*Exercise passage:*
Trading was lacklustre with US and UK markets closed. However, sentiment was buoyed by signs of economic growth and dovish commentary from central bankers.
By Daniel Hynes
Market Commentary
Oil gained on hopes of stronger demand as the market looks ahead to the upcoming OPEC meeting. The US’s Memorial Holiday is the traditional start of the summer driving season. Early signs indicate a relatively strong level of holiday travel, but gasoline consumption may be tempered by improved fuel efficiency and electric vehicles. Jet fuel demand may fill the breach. The number of travellers expected to fly this holiday weekend may be the highest in nearly 20 years, according to the American Automobile Association. Jet fuel demand has already surged to its highest since 2019 for this time of year, according to EIA data. Crude oil prices were also supported by rising tensions in the Middle East. An Egyptian soldier was killed in a clash with Israeli forces at the Rafah border crossing. In another sign of elevated geopolitical risks, Iran’s stockpile of near bomb-grade uranium climbed 17% over the last three months, according to the UN nuclear watchdog. This comes as the nation prepares to hold presidential elections next month. This challenging backdrop will make OPEC’s decision on supply more difficult. The group is now expected to meet online on Sunday 2 June to review its roughly 2mb/d of voluntary output cuts. A Bloomberg survey showed 87% of traders and analysts expect the group to extend the curbs.
European gas prices extended last week’s gain at traders weighed up rising competition with LNG buyers in Asia. Supply concerns in Europe have left some buyers uneasy about refilling inventories over the coming summer. Last week Austria’s OMV AG warned of a possible disruption to flows from Russia after a European court decision that could interrupt its payments to Gazprom. In Asia, an outage at Brunei’s LNG plant is stretching into its eighth day. Asian cargoes are still highly sort after, as hot weather boosts demand. China’s LNG imports were up 11% y/y last week, according to ship tracking data.

*Data:*
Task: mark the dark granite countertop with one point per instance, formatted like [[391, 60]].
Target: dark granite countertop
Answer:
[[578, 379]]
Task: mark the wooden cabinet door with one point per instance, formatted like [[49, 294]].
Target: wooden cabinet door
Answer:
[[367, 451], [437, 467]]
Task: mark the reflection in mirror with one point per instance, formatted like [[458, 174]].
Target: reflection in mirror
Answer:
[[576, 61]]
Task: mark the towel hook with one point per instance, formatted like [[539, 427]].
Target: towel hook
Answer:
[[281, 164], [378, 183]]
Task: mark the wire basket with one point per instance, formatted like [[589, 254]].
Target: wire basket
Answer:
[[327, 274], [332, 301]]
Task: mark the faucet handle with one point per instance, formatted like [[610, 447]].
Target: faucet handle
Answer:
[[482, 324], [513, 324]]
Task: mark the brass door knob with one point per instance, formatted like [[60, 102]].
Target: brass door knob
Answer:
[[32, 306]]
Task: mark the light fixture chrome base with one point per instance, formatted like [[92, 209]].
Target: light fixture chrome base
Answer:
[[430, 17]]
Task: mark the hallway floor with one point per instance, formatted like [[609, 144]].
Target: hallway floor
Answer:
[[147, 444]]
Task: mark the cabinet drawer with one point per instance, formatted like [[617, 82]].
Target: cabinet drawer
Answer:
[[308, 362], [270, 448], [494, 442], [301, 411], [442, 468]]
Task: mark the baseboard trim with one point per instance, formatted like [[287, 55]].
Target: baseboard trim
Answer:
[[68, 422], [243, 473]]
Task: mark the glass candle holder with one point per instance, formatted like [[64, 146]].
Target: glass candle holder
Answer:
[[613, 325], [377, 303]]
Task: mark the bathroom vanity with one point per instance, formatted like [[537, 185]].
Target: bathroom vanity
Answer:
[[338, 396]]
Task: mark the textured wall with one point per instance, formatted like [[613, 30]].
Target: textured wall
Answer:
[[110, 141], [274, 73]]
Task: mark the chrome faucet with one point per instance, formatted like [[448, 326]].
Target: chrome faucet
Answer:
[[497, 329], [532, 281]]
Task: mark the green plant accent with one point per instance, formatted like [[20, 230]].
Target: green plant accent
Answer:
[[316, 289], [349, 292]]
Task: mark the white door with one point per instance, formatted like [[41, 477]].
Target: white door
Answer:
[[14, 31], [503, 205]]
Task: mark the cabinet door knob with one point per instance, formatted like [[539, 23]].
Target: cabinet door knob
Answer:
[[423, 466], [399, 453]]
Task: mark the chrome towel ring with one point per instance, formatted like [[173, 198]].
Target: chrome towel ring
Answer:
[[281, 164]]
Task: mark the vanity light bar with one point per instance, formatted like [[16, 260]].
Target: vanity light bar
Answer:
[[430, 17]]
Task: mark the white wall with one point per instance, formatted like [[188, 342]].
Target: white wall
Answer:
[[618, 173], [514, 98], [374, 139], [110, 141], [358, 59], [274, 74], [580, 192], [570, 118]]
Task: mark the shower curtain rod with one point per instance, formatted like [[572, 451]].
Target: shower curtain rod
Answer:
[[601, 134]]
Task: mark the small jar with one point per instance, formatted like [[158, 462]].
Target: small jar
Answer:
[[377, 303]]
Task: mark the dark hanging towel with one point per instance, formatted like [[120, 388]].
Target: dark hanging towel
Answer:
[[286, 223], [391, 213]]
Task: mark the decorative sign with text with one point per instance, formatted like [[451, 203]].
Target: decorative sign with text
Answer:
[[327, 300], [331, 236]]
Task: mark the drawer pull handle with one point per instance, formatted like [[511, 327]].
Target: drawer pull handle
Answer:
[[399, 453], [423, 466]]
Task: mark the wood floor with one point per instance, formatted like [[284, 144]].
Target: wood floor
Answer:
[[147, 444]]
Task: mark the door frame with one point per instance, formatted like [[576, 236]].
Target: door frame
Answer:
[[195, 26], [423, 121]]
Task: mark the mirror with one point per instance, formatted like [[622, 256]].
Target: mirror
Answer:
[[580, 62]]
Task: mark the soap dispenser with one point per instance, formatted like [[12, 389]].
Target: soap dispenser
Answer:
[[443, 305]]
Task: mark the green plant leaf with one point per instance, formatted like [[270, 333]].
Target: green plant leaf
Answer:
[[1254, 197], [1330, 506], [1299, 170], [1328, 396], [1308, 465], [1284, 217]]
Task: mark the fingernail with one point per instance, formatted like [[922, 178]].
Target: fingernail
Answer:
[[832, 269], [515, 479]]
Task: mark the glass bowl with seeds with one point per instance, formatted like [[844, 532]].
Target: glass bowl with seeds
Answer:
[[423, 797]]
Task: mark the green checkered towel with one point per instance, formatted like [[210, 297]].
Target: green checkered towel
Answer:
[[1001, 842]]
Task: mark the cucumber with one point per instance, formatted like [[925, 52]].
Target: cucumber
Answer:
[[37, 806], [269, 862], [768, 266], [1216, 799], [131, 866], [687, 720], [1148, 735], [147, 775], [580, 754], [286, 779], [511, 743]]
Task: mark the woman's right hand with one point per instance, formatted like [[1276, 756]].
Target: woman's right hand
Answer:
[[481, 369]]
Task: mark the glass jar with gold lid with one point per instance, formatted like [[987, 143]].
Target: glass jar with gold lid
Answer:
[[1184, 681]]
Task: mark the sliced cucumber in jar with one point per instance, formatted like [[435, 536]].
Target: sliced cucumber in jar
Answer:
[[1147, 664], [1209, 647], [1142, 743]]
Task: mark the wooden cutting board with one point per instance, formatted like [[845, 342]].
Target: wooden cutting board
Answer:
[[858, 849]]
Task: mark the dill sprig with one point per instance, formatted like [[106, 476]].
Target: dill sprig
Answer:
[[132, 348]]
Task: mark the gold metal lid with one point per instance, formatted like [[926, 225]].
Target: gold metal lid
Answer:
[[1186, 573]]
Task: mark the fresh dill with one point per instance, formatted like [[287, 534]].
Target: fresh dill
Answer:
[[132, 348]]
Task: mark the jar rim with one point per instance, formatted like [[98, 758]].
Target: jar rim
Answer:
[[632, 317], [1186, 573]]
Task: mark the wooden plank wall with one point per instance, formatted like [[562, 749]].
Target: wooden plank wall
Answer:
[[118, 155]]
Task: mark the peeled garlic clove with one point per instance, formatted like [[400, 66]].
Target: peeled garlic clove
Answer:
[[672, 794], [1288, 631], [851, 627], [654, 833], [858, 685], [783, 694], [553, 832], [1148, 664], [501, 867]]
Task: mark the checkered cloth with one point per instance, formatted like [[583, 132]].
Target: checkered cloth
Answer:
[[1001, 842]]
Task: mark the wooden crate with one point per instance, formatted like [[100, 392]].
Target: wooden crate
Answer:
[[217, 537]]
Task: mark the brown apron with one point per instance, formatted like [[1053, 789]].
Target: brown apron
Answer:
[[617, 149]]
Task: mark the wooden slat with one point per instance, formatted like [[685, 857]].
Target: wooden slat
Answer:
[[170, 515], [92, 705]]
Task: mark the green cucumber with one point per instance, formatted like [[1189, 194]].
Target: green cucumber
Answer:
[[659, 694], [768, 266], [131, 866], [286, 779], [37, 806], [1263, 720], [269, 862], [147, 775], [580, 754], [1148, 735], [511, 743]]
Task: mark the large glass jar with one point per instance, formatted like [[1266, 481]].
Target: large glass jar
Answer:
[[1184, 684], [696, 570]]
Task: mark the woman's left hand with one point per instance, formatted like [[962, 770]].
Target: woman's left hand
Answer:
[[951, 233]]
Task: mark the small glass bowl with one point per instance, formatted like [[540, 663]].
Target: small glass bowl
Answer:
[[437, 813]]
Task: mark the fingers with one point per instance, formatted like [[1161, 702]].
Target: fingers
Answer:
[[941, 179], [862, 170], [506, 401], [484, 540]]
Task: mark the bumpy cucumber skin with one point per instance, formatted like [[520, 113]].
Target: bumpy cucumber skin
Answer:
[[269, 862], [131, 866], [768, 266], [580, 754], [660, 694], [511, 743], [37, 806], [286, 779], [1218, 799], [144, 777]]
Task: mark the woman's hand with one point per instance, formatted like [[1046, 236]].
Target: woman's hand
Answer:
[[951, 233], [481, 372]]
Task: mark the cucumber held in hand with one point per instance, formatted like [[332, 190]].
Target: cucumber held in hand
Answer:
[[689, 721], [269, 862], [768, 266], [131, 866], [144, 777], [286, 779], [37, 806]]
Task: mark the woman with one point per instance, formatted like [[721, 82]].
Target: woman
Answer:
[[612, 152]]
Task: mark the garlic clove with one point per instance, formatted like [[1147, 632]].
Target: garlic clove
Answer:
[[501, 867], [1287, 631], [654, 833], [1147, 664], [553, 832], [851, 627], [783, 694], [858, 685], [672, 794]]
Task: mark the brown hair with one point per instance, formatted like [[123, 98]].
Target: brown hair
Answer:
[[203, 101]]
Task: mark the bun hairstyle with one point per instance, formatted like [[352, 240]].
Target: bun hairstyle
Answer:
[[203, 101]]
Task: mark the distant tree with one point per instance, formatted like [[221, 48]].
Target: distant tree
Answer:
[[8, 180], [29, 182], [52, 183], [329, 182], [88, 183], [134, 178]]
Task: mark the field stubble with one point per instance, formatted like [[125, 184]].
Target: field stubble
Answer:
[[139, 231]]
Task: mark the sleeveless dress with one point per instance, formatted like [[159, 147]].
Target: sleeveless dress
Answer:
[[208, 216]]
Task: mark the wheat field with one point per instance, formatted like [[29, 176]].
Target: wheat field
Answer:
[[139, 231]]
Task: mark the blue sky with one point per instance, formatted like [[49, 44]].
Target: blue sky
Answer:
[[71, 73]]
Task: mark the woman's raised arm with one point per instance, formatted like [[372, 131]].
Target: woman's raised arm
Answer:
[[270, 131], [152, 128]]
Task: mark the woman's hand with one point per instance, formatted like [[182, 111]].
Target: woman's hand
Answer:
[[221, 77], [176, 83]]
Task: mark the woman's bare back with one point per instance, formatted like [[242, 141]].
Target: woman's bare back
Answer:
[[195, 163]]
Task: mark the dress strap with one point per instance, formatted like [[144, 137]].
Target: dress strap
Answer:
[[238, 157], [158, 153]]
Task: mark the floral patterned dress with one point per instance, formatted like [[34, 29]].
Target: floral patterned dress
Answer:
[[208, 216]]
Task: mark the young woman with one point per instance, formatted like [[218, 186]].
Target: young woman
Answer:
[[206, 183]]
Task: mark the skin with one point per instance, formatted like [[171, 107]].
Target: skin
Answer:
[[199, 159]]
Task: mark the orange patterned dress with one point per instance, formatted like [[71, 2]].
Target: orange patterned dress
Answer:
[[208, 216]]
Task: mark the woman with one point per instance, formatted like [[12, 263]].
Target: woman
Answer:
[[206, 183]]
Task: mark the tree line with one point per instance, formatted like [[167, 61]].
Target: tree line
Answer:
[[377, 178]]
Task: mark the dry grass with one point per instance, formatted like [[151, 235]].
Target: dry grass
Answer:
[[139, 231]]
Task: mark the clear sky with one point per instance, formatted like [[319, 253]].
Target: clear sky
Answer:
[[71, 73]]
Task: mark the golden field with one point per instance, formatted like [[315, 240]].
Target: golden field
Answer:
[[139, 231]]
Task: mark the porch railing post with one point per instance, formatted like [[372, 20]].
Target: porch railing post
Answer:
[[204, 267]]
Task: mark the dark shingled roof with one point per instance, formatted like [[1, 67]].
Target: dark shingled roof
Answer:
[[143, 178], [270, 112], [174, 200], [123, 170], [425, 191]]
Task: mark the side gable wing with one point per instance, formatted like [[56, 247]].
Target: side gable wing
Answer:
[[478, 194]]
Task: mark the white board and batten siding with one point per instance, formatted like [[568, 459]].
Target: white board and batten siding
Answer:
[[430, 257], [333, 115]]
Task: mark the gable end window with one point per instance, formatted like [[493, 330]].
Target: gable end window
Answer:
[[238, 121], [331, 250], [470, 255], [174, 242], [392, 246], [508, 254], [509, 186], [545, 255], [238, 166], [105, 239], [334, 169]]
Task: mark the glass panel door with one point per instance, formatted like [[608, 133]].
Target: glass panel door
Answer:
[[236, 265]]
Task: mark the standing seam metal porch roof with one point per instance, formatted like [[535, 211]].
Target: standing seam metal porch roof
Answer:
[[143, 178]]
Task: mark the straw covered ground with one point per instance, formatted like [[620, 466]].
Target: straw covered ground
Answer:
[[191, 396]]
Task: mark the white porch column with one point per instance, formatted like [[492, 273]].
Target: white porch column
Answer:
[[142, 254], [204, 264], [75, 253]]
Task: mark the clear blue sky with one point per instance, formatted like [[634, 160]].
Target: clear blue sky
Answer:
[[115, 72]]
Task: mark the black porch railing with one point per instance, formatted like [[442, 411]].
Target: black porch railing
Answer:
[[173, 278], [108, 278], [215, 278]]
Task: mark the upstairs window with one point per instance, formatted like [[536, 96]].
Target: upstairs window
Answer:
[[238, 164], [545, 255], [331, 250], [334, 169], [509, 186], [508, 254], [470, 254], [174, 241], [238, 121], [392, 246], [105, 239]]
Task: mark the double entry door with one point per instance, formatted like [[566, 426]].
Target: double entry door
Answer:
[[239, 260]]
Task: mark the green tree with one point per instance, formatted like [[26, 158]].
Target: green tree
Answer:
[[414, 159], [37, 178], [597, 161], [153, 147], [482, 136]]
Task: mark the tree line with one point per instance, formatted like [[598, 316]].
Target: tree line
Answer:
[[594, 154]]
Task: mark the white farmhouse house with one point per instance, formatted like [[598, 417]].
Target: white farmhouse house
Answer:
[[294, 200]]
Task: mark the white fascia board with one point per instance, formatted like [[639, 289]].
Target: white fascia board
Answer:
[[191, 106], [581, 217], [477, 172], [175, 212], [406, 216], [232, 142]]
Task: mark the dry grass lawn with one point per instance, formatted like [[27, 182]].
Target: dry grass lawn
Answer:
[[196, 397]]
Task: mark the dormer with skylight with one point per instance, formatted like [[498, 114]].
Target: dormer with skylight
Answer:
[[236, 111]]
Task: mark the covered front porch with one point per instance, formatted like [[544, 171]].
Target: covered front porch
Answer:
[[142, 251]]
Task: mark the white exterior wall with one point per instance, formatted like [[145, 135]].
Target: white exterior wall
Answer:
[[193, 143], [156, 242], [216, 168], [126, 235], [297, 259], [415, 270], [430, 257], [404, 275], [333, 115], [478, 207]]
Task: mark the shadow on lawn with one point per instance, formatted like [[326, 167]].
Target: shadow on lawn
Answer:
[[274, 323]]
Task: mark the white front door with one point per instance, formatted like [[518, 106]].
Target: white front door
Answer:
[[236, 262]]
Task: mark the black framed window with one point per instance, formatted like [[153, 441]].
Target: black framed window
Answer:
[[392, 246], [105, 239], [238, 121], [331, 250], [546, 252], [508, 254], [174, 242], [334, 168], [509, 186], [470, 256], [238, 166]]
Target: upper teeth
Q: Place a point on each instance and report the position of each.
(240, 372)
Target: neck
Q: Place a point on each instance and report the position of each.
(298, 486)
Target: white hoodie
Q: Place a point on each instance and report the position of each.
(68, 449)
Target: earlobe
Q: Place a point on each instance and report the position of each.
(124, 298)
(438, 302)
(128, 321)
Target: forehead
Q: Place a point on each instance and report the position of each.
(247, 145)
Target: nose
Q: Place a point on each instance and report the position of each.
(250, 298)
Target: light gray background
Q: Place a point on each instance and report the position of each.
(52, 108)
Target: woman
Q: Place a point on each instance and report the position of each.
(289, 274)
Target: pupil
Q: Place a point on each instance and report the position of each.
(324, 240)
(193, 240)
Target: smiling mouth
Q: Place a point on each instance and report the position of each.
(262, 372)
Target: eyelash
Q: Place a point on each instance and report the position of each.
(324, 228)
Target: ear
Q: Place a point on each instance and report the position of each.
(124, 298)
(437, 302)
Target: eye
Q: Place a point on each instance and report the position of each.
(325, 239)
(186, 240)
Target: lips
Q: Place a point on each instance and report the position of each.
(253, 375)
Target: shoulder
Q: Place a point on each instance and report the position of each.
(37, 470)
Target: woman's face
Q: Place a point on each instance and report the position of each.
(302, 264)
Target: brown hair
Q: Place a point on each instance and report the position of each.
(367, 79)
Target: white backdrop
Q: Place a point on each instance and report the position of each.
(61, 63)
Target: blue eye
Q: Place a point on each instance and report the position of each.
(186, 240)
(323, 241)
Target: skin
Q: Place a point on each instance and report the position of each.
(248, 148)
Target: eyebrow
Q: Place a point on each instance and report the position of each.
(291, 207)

*Task description:*
According to the market commentary, when is OPEC expected to meet online to review its voluntary output cuts? The entries were taken from a separate source and are unrelated to the market commentary.

*Solution below:*
Sunday 2 June.